(Source material begins)

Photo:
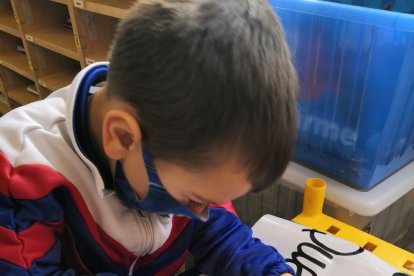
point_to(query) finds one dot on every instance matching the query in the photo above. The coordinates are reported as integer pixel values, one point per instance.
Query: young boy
(197, 109)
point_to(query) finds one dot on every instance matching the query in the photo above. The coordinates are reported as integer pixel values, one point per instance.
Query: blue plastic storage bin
(356, 70)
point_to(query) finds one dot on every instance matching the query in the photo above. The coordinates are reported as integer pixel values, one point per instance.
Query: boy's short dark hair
(206, 76)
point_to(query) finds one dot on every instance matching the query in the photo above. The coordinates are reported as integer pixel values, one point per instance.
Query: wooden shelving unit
(56, 39)
(7, 20)
(112, 8)
(57, 80)
(15, 86)
(17, 62)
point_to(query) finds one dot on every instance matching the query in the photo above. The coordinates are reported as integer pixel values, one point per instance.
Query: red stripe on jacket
(29, 244)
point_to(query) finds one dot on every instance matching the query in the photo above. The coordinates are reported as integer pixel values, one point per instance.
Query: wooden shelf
(8, 24)
(57, 39)
(100, 56)
(4, 106)
(17, 62)
(57, 80)
(64, 2)
(22, 96)
(114, 8)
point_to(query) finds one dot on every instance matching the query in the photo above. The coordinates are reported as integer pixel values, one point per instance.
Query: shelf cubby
(96, 33)
(114, 8)
(15, 86)
(12, 58)
(53, 70)
(43, 23)
(8, 22)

(Source material ends)

#### [Work order]
No line before the one containing "Query: wooden shelf" should be copied; restate that line and all the rest through the end of the data above word for word.

#### [Task output]
Query: wooden shelf
(8, 24)
(57, 39)
(100, 56)
(4, 106)
(17, 62)
(57, 80)
(64, 2)
(22, 96)
(114, 8)
point_to(query) finds one dot on every instance matching the query in the photo above. The coordinates are reported as integer pixel values, one point per instance.
Query: shelf cubby
(96, 33)
(114, 8)
(15, 86)
(12, 58)
(53, 70)
(43, 23)
(8, 22)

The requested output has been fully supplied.